If a record contains an image, leave the image out and repeat everything else exactly.

# Records
%%

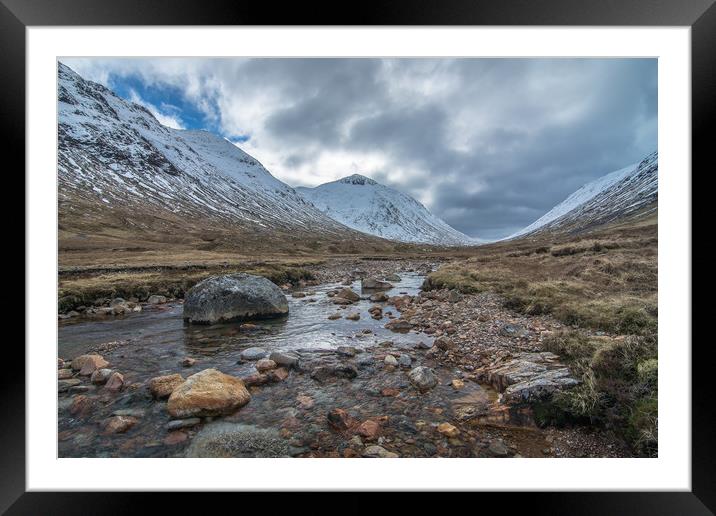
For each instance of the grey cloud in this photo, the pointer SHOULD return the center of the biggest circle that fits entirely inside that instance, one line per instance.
(495, 142)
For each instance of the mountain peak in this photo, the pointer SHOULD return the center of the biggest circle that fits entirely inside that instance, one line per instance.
(381, 211)
(357, 179)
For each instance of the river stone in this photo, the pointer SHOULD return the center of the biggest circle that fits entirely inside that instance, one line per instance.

%%

# Answer for the task
For each instance of the grey cloud in this photo, the pointer SHOULD return the center of the biggest circle that fits entirely inside that instance, one line per instance.
(495, 142)
For each instance of the mountain peak in this photo, the pointer SHOULD return the center of the biggest circle that fits entirely inside that instance, one line per instance.
(381, 211)
(357, 179)
For each instance of the river stone in this photo, the pointer SHOULD return the center of the biggest circle that fits entirely inside that instance, one line per instance.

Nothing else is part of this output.